_What you have to do_:
Please identify every line of the records below that contains the word "rider" and copy each of those lines in full. Case counts, so only matches with the same capitalization qualify.

_Point-based annotation data_:
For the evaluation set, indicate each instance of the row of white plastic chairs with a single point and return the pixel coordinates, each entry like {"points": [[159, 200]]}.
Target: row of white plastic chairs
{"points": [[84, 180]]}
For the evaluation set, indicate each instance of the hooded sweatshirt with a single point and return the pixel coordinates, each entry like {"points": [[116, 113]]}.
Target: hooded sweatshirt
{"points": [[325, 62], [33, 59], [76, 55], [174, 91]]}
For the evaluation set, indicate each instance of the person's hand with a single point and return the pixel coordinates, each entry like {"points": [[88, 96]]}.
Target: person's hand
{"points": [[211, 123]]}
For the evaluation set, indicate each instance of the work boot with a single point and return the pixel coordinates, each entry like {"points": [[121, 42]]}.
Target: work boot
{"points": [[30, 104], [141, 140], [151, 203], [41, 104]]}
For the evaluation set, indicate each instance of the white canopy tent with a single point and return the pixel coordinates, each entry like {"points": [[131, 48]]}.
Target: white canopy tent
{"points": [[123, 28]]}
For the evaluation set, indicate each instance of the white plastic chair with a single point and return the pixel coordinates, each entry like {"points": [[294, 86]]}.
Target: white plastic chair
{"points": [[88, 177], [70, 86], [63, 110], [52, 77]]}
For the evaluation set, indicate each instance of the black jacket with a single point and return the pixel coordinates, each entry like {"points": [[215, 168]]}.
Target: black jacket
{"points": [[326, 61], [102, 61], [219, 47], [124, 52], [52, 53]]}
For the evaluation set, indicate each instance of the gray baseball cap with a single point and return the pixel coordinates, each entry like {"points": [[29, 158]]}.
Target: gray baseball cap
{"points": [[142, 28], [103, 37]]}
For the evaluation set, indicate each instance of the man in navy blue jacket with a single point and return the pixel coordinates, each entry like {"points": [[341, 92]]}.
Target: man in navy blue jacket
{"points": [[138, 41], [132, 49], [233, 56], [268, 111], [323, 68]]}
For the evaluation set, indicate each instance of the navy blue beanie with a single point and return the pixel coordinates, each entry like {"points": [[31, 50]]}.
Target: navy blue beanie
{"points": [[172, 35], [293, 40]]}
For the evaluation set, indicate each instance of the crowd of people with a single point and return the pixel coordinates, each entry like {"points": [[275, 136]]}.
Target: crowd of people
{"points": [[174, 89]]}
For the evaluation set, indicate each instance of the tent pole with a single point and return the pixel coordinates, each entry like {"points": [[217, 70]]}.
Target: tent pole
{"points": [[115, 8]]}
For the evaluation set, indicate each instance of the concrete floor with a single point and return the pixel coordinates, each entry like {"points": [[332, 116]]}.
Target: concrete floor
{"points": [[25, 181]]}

--

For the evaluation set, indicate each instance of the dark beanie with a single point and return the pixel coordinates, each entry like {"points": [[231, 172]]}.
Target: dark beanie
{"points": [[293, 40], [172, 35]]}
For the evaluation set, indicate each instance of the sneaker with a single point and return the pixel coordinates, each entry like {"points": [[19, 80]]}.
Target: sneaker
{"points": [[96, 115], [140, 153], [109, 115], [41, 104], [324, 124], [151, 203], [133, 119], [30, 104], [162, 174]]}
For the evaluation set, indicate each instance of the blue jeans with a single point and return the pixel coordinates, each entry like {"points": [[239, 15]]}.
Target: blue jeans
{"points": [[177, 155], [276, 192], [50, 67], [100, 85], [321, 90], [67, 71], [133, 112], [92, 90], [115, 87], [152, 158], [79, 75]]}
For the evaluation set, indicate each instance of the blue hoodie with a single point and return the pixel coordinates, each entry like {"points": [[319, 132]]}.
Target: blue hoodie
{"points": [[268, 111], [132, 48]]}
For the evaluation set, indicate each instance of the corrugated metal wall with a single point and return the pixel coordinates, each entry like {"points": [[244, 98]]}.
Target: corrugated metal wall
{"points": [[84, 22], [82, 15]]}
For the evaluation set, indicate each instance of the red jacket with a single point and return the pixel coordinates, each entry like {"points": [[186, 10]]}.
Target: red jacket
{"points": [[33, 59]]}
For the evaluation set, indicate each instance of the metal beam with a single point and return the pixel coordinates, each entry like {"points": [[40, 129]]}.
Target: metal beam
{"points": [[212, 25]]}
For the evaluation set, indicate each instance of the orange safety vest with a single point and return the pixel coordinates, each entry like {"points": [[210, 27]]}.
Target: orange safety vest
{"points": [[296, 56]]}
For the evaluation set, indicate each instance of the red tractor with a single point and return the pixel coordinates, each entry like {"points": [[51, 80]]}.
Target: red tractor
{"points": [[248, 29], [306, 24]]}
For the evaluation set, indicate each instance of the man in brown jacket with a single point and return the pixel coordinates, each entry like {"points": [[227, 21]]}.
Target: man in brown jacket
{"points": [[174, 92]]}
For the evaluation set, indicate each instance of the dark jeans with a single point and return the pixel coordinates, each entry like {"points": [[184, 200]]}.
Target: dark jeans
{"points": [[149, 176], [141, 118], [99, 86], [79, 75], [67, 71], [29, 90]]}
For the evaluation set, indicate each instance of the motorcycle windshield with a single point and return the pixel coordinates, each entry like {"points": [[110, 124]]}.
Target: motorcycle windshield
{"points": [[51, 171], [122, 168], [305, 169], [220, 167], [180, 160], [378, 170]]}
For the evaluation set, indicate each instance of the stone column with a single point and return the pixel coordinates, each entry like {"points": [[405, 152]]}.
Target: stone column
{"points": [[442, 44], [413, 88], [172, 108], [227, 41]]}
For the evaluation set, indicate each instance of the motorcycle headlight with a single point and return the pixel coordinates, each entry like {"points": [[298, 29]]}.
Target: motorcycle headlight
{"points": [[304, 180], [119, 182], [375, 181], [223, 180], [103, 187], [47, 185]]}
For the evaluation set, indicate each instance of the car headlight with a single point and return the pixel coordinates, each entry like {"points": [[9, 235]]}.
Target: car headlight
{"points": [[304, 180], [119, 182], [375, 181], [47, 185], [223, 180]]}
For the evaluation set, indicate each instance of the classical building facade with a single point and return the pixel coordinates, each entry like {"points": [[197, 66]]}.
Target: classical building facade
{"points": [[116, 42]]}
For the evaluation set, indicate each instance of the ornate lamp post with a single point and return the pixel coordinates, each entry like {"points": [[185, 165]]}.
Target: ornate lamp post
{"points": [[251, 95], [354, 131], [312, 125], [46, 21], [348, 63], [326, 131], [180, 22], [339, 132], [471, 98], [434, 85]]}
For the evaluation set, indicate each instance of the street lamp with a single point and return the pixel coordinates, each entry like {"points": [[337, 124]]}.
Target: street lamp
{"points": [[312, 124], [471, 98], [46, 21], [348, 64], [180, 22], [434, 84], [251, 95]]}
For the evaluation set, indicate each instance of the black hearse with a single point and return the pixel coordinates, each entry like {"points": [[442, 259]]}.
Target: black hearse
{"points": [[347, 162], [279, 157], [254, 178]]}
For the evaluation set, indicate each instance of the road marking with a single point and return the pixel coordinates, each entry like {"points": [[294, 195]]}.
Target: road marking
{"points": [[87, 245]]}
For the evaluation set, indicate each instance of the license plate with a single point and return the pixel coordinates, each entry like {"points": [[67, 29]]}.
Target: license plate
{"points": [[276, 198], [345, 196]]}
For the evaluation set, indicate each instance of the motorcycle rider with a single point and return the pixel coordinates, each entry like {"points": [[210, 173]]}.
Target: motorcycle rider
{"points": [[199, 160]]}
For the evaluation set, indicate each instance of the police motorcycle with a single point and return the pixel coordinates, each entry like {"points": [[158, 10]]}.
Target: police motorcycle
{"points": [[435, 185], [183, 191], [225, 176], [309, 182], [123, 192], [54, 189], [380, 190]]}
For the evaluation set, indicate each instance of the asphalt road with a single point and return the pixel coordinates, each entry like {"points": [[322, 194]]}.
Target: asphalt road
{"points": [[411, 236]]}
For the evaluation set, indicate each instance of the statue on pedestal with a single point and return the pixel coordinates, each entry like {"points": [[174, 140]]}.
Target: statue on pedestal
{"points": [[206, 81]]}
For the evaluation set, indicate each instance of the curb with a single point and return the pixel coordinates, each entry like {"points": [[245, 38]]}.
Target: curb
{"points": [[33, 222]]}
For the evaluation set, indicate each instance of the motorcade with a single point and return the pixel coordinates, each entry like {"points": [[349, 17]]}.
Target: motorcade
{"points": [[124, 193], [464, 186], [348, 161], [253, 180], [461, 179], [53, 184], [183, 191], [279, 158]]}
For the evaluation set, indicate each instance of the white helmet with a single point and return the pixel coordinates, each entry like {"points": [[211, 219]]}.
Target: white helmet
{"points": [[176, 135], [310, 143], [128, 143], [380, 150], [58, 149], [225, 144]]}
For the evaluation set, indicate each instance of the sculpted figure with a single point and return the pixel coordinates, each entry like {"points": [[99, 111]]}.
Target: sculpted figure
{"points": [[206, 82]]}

_Complete answer_:
For the evaluation set, indicate each instance of the motorcycle rider with a single point and return the pixel coordinates, each entry like {"points": [[210, 173]]}.
Target: motorcycle rider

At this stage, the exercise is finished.